What needs to be done » Write out the data below exactly, beginning with the first line and ending once the line that has "[locate] orange autumn" is written.

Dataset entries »
--- START ---

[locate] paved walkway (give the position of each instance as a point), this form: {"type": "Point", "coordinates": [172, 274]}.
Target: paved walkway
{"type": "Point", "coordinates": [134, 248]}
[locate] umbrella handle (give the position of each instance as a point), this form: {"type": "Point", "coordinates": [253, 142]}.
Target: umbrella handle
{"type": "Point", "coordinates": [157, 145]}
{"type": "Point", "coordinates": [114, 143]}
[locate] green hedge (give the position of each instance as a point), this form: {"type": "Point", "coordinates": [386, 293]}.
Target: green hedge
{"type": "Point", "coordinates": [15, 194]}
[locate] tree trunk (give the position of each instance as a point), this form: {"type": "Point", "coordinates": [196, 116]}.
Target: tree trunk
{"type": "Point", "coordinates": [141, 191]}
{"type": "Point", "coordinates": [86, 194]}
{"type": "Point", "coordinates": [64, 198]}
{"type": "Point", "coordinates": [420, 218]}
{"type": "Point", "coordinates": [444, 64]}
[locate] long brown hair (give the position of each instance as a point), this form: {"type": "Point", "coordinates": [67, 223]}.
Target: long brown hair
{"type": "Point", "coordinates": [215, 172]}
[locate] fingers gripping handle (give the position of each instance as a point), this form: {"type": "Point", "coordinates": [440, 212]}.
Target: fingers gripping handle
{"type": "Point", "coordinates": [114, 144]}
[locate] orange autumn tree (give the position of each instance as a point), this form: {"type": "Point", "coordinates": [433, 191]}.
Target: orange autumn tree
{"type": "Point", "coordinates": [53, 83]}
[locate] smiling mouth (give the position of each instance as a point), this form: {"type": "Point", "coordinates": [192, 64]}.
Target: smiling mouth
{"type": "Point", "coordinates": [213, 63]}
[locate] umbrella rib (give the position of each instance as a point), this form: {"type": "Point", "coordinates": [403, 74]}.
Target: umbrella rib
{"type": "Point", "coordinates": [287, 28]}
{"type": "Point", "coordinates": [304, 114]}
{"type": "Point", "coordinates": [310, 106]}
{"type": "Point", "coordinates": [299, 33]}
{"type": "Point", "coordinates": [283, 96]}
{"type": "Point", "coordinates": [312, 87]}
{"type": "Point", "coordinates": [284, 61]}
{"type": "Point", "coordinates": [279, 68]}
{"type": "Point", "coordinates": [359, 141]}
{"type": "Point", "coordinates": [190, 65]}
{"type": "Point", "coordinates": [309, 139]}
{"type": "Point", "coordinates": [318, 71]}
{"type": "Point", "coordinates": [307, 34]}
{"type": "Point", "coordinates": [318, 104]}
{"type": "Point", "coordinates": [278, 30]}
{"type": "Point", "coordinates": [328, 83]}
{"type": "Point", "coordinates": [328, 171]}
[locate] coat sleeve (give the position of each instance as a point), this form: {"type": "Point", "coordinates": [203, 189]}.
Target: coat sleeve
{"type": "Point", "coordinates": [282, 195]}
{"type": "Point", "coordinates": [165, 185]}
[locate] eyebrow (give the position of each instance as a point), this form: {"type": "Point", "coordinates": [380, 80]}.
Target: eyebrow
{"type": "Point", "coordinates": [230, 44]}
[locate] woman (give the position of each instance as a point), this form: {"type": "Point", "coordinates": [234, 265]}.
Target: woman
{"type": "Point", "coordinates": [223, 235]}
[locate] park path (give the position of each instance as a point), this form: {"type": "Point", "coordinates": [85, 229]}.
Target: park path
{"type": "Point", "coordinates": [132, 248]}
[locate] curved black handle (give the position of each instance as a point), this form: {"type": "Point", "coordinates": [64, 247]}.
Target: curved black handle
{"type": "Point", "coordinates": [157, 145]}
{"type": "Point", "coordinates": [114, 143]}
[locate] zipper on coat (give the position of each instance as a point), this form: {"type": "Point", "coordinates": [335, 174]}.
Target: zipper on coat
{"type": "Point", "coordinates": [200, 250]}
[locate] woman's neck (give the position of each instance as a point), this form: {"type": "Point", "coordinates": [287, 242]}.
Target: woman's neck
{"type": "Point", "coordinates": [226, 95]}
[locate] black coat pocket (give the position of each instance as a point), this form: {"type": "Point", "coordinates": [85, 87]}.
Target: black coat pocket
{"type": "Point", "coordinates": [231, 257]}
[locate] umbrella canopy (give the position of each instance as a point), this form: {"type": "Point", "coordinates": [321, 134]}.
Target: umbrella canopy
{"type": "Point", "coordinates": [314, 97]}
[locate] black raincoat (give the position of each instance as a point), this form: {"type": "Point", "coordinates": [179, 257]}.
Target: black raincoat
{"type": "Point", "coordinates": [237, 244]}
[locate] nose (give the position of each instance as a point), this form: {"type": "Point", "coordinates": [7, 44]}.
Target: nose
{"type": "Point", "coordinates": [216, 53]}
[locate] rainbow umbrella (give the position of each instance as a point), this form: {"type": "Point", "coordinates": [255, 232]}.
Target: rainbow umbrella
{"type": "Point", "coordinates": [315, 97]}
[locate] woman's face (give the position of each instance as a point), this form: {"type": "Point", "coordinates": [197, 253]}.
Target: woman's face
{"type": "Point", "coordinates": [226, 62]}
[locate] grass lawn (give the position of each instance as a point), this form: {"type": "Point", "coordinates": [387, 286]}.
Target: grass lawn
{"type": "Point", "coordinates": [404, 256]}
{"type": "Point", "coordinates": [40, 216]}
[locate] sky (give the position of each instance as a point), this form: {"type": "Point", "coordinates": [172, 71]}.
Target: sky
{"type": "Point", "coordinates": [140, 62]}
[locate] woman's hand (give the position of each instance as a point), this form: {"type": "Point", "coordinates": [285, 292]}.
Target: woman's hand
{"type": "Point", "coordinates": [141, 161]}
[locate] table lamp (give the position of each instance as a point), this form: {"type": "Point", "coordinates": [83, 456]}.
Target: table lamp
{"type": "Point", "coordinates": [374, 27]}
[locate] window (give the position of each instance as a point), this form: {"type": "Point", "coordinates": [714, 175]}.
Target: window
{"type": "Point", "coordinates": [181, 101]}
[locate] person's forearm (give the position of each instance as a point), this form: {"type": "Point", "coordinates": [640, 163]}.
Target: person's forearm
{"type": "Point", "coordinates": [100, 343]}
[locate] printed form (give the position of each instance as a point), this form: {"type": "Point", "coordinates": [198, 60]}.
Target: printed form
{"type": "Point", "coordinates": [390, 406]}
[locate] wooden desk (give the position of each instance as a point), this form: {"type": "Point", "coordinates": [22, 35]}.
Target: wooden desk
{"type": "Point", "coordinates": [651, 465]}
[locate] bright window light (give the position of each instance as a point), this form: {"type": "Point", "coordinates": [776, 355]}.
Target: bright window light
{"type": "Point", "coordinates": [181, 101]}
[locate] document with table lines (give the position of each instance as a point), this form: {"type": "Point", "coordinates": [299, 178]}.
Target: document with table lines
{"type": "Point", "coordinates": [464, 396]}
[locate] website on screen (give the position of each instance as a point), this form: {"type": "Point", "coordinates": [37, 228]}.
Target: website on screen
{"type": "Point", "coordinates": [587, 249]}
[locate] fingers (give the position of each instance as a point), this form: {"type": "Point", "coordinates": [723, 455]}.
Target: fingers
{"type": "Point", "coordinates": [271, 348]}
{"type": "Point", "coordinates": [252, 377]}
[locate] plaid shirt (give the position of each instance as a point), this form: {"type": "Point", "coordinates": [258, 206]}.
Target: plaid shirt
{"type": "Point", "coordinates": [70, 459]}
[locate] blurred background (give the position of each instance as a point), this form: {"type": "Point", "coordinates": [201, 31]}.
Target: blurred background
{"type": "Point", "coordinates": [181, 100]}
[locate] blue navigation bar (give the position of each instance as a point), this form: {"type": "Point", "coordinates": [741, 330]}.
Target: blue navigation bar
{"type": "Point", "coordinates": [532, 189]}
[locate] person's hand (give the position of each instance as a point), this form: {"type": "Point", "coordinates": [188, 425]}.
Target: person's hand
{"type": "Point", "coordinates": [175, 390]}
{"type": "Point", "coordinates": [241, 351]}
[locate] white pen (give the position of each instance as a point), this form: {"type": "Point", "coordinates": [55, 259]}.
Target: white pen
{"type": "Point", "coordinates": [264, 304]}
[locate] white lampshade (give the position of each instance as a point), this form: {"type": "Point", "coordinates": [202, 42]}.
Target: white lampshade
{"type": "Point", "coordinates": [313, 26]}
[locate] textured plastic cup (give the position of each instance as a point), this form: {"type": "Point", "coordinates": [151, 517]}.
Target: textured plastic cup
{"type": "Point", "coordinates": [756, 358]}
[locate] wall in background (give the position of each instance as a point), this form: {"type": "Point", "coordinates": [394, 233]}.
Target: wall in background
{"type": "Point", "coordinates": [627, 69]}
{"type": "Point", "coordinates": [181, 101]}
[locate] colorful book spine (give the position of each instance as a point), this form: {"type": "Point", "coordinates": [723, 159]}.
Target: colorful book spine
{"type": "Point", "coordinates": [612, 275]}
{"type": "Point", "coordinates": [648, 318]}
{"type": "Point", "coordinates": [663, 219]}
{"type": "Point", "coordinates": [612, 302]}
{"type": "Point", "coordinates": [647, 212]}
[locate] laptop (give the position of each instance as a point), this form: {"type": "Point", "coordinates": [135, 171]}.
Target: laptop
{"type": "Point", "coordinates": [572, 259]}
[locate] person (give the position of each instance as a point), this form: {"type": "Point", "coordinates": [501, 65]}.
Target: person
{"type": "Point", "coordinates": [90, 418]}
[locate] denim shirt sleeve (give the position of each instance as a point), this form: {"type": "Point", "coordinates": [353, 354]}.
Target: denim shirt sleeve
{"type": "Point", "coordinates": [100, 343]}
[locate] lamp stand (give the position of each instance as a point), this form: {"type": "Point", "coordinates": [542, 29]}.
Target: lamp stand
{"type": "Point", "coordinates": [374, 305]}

--- END ---

Solution to this exercise »
[locate] paved walkway (give the position of each instance as a point), this form: {"type": "Point", "coordinates": [172, 274]}.
Target: paved walkway
{"type": "Point", "coordinates": [134, 248]}
[locate] umbrella handle (give the position of each instance as a point), this form: {"type": "Point", "coordinates": [253, 142]}.
Target: umbrella handle
{"type": "Point", "coordinates": [157, 145]}
{"type": "Point", "coordinates": [114, 143]}
[locate] green hedge (give the position of each instance as a point), this form: {"type": "Point", "coordinates": [386, 293]}.
Target: green hedge
{"type": "Point", "coordinates": [15, 194]}
[locate] tree trunk (give the position of each instance as a point), this form: {"type": "Point", "coordinates": [196, 116]}.
Target: tree trunk
{"type": "Point", "coordinates": [141, 191]}
{"type": "Point", "coordinates": [86, 194]}
{"type": "Point", "coordinates": [64, 198]}
{"type": "Point", "coordinates": [420, 218]}
{"type": "Point", "coordinates": [444, 64]}
[locate] long brown hair (give the position of each instance as a point), this form: {"type": "Point", "coordinates": [67, 223]}.
Target: long brown hair
{"type": "Point", "coordinates": [215, 172]}
[locate] fingers gripping handle (give the position of each instance as a point), this form: {"type": "Point", "coordinates": [440, 212]}.
Target: fingers gripping handle
{"type": "Point", "coordinates": [114, 144]}
[locate] orange autumn tree (give the position of each instance as a point), this form: {"type": "Point", "coordinates": [433, 191]}.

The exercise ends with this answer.